Brief:
The line containing "Target: white van" marks the start; return it and every line after it in the listing below, exactly, through the last.

Exercise data:
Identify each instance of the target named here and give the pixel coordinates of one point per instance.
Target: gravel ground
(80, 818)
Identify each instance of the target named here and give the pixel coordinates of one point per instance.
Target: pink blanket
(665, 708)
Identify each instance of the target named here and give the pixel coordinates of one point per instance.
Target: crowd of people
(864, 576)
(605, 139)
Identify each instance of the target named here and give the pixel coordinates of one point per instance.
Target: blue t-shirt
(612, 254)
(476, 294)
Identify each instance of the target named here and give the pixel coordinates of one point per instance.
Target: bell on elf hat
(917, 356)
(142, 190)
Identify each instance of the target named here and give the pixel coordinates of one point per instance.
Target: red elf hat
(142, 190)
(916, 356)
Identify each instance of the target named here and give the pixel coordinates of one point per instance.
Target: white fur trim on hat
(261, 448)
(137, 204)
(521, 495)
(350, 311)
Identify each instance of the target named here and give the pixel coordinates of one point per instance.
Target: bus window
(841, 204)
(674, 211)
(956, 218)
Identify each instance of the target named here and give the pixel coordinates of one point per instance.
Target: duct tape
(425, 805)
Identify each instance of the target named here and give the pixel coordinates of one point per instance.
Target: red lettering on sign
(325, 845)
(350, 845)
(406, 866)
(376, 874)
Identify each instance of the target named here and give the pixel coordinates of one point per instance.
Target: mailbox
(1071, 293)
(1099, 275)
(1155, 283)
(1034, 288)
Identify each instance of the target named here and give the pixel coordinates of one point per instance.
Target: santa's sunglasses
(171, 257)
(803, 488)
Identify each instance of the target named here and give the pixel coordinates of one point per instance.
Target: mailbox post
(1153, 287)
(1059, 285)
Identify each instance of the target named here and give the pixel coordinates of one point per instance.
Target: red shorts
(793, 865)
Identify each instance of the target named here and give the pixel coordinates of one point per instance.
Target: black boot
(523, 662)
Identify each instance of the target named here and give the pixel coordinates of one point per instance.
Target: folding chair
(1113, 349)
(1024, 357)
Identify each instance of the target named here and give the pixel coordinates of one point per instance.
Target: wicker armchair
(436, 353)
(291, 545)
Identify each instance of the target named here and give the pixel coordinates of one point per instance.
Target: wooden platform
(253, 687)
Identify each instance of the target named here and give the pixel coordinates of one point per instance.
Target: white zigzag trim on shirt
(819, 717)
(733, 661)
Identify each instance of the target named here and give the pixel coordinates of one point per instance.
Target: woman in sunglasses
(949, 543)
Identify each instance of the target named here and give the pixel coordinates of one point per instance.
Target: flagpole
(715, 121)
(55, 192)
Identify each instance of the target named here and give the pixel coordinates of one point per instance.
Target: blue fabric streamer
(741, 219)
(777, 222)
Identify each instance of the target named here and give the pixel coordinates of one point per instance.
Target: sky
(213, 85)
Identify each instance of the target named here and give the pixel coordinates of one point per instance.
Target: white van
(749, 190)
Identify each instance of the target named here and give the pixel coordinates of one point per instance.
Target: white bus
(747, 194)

Response to this task:
Target: white van
(749, 190)
Identify each instance of the target named here and give the pixel coordinates of one point per instance.
Target: white bus
(747, 194)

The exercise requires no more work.